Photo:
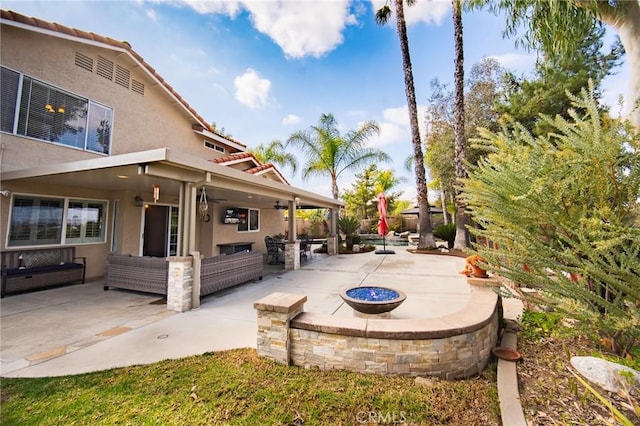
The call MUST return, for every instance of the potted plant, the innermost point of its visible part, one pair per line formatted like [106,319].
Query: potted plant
[471,267]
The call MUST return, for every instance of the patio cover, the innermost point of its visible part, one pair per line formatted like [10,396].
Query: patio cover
[176,173]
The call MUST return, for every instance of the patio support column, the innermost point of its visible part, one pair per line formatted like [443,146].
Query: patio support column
[292,222]
[274,313]
[334,222]
[195,293]
[179,283]
[292,255]
[332,245]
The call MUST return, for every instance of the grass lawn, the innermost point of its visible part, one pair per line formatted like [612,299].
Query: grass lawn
[237,387]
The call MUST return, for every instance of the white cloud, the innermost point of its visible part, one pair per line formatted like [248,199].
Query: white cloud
[151,14]
[251,90]
[291,119]
[429,12]
[226,7]
[517,62]
[302,28]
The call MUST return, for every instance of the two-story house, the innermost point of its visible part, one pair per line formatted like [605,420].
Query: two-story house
[98,151]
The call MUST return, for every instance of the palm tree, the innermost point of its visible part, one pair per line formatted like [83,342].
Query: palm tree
[426,239]
[329,153]
[556,26]
[274,152]
[462,235]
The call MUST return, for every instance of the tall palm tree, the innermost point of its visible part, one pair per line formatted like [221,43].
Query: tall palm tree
[329,153]
[275,152]
[462,235]
[426,239]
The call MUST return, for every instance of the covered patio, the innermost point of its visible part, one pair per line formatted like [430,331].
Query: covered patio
[167,204]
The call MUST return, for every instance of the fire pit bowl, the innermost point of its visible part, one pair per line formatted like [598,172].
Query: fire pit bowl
[373,300]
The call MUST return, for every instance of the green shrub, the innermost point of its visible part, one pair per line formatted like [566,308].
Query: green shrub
[446,232]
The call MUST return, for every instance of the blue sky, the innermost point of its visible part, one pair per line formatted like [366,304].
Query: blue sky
[263,69]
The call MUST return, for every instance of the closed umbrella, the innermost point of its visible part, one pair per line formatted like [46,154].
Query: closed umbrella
[383,225]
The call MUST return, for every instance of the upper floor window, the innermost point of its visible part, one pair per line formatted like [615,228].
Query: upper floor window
[38,110]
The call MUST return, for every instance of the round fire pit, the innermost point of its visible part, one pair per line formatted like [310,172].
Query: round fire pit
[373,300]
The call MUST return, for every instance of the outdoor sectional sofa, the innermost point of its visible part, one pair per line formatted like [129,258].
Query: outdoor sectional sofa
[226,270]
[33,269]
[150,274]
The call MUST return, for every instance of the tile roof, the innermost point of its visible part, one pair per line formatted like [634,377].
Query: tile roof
[74,32]
[259,168]
[234,158]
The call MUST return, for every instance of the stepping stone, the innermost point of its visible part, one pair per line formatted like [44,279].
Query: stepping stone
[606,374]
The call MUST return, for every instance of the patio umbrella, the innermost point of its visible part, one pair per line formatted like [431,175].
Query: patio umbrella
[383,225]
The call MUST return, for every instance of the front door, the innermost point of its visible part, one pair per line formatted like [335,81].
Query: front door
[156,231]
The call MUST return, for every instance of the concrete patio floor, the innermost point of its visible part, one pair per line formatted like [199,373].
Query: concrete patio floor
[81,328]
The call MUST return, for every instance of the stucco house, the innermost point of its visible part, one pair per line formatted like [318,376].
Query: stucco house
[99,152]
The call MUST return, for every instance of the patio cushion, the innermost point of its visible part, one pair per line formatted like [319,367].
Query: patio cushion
[33,260]
[42,269]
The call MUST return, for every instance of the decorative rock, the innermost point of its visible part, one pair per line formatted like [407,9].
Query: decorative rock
[606,374]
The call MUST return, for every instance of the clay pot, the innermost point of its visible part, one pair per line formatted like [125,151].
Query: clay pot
[478,272]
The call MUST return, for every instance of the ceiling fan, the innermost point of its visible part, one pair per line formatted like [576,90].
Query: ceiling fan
[278,206]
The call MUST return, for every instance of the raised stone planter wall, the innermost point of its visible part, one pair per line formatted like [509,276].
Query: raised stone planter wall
[455,346]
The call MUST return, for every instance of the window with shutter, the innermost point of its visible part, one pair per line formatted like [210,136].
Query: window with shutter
[9,81]
[48,113]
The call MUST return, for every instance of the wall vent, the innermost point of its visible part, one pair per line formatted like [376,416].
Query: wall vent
[105,68]
[137,87]
[122,76]
[84,62]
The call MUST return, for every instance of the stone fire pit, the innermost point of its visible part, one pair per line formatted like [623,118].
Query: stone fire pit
[373,300]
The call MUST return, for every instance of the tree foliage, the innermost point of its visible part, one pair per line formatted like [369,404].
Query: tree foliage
[482,87]
[525,99]
[557,27]
[361,200]
[425,236]
[562,211]
[329,153]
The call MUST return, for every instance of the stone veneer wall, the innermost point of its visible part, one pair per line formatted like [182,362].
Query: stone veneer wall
[179,283]
[450,347]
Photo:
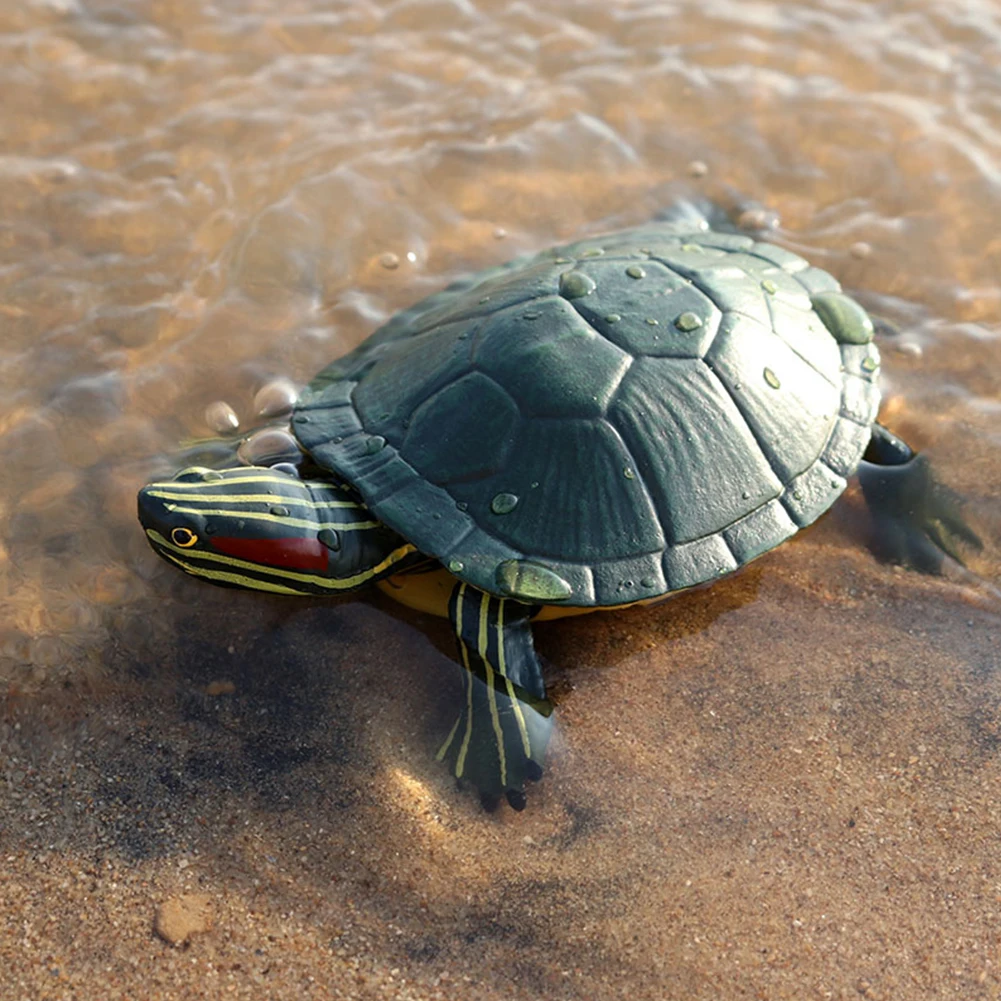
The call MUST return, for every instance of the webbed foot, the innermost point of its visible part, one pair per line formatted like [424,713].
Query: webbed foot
[918,521]
[498,741]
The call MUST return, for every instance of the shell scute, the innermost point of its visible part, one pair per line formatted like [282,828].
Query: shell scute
[634,413]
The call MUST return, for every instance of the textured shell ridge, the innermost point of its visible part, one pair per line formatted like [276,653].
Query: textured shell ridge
[609,420]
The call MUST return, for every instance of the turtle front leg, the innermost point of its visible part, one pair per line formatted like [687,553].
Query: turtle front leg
[918,521]
[499,738]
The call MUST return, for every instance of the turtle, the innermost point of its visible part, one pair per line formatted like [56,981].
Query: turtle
[599,425]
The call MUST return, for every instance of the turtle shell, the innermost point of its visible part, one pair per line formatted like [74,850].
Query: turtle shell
[606,421]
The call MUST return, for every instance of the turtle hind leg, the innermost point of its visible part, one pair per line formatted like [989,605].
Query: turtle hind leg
[498,741]
[918,522]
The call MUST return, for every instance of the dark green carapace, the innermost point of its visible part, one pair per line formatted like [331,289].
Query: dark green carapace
[603,423]
[628,415]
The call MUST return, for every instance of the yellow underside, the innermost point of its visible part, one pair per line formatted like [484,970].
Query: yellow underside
[429,593]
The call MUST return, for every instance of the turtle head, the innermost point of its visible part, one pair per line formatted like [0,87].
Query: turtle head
[261,529]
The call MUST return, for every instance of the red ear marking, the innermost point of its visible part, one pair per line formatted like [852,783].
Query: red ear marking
[293,554]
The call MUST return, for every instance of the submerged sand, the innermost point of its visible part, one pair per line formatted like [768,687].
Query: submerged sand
[786,786]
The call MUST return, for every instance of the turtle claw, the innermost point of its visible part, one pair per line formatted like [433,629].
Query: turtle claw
[533,771]
[516,797]
[918,522]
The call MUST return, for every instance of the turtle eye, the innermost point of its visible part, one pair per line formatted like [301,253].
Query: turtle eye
[184,538]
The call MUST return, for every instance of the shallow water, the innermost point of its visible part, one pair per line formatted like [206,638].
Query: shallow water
[783,787]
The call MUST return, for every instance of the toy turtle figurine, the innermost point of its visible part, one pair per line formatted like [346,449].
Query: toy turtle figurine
[600,425]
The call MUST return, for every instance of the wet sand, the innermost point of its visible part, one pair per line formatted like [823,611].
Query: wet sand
[785,786]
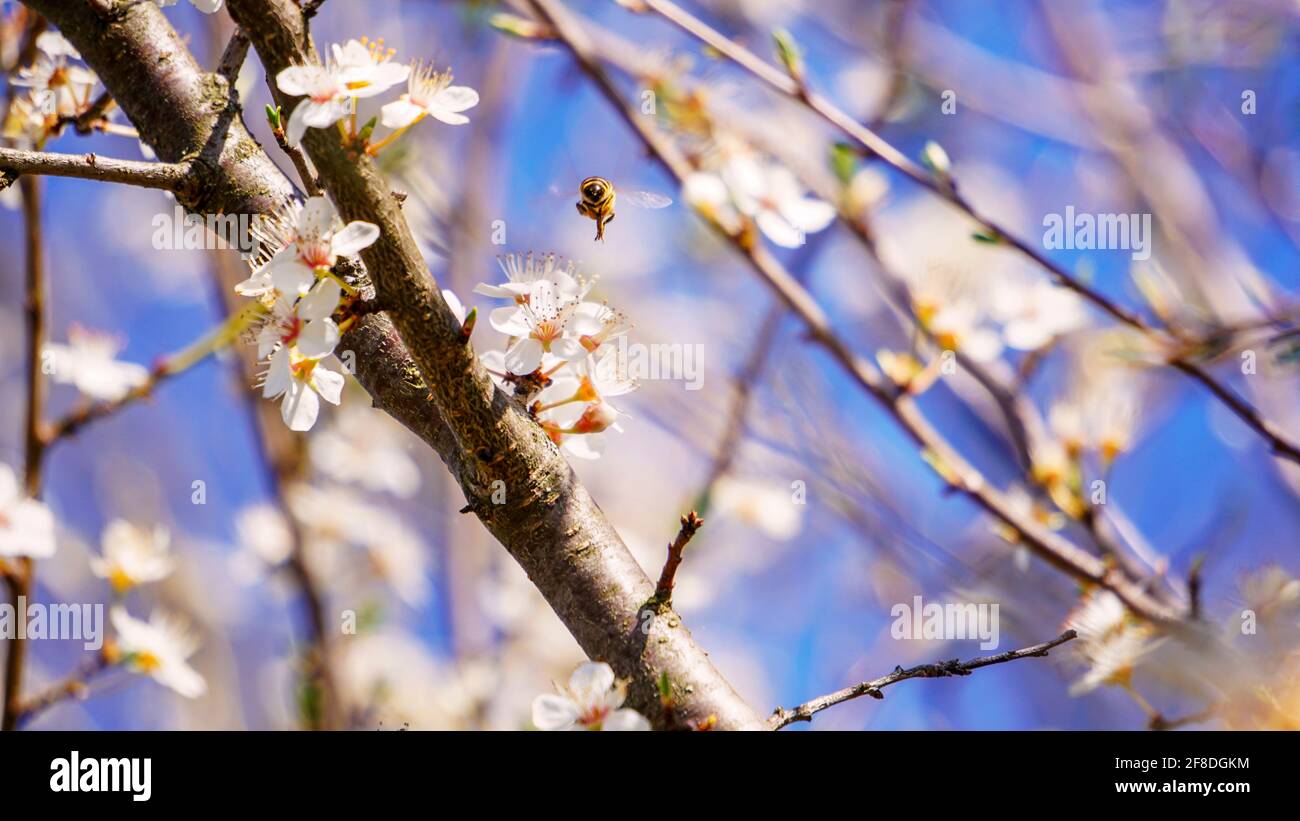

═══

After locating the line with "Query: round fire pit" in the material above, return it and each line after it exactly, ending at the line with "The call MUST return, for every instance of the tile".

Query: round fire pit
[373,300]
The call MUST return, for every instance of the outdoor sectional sofa, the innermost point of its visible part, one pair per line formatted like [129,258].
Query: outdoor sectional sofa
[226,270]
[33,269]
[150,274]
The call MUST return, for every instance of the tile roof, the innermost point of its visible part, one pair per line formatted like [634,377].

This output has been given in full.